## PROBLEM:
Return the items below unchanged, from the line that contains "the jacket sleeve" through the line that contains "x=746 y=411", inclusive.

(Point labeling dataset excerpts)
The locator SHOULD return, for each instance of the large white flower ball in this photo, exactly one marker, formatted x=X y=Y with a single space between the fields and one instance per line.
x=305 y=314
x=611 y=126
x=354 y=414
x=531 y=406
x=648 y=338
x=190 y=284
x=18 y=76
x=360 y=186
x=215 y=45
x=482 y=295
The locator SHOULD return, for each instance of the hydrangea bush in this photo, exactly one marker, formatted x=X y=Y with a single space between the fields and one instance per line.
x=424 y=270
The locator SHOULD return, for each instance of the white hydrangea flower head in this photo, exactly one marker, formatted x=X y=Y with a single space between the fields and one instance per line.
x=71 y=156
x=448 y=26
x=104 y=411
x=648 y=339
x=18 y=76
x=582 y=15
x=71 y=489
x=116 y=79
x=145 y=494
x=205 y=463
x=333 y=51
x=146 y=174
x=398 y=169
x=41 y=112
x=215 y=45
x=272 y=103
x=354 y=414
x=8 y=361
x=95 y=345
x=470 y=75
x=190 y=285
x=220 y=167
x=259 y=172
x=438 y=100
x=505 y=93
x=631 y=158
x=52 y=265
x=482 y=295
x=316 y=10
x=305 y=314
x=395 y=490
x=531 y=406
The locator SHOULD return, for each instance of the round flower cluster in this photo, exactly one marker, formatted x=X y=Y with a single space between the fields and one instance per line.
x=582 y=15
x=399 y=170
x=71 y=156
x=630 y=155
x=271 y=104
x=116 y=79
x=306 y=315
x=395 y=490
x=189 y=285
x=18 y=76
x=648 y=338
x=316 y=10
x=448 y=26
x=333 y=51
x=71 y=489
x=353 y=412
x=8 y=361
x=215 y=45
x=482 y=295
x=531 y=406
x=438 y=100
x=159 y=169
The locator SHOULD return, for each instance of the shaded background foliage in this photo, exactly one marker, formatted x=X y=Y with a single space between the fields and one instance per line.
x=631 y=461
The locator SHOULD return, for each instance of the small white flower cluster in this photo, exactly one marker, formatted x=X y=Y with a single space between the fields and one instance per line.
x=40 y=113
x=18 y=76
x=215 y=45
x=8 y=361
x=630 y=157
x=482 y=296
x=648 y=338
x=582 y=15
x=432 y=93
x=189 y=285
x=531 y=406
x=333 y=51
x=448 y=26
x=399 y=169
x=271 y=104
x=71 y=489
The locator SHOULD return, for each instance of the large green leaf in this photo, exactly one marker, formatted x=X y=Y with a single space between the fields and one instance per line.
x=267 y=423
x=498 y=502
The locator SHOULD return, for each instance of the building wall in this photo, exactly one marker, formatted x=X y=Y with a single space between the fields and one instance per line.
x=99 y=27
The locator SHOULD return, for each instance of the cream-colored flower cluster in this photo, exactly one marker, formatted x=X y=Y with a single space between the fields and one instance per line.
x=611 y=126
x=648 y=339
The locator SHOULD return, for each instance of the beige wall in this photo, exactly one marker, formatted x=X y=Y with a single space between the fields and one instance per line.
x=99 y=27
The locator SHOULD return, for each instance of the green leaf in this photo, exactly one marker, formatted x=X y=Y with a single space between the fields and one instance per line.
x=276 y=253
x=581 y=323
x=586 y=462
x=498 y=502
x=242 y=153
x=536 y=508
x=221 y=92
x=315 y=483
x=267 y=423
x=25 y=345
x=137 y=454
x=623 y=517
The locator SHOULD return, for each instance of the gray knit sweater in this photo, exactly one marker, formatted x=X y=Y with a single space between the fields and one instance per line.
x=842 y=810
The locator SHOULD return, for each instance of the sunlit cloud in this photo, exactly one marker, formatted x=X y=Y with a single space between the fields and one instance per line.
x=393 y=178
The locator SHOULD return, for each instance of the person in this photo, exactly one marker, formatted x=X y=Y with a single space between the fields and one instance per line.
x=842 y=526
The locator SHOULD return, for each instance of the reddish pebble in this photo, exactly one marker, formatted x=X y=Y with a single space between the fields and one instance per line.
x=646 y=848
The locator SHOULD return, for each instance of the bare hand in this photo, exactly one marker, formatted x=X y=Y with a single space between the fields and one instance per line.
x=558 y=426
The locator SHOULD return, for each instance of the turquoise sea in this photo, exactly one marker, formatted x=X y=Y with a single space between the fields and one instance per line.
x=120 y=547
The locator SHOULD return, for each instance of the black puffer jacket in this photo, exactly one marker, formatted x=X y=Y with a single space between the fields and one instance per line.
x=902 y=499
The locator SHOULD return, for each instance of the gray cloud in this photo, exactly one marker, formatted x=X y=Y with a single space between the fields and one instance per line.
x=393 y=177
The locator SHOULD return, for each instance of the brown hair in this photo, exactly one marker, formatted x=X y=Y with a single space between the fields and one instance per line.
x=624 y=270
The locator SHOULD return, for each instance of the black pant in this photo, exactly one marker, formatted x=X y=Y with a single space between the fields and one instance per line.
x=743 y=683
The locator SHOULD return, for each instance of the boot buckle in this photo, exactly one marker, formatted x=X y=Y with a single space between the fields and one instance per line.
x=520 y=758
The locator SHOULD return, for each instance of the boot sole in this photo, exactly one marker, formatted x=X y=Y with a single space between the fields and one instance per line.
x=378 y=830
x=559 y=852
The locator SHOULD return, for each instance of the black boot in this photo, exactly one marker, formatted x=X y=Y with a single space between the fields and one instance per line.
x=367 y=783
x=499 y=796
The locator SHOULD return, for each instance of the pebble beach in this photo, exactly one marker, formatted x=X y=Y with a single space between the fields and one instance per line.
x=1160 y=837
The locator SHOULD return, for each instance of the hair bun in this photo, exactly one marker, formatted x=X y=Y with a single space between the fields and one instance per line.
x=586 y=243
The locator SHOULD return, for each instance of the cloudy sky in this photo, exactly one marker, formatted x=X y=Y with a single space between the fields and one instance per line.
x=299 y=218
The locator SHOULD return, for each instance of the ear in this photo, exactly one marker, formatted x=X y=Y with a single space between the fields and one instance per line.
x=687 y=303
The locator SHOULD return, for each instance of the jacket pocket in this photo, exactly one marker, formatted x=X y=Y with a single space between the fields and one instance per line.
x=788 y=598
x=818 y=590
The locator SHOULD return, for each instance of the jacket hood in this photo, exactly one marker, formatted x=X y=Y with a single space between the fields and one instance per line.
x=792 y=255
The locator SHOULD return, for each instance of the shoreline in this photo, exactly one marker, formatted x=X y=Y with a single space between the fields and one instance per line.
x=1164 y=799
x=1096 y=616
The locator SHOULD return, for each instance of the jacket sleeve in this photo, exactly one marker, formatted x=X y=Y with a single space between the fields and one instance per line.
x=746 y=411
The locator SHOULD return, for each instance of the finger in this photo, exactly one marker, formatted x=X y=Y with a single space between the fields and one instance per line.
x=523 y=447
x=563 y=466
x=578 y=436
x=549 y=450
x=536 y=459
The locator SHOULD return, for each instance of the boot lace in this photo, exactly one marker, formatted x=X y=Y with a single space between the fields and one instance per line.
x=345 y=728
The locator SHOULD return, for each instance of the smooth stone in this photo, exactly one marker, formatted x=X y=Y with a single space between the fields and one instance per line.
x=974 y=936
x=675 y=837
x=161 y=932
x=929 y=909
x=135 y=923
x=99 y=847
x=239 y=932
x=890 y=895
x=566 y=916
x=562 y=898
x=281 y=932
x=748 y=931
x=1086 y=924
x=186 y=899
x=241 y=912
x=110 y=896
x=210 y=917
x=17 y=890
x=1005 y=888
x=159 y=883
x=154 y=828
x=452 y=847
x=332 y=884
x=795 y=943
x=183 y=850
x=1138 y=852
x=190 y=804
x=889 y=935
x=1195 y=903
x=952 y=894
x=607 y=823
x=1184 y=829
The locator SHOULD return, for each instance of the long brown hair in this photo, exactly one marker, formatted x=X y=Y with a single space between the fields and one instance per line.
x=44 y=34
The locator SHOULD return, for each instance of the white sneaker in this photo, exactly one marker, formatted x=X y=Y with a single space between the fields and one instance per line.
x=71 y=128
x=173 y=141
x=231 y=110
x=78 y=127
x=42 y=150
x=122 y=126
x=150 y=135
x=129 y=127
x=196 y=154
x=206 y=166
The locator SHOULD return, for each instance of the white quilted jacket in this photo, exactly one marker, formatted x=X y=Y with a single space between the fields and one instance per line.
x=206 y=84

## FINISHED TASK:
The locator SHOULD return, for each instance of the jacket sleeve in this photo, exactly one marker, formatted x=X y=Y with a single space between the fields and one instance per line.
x=746 y=411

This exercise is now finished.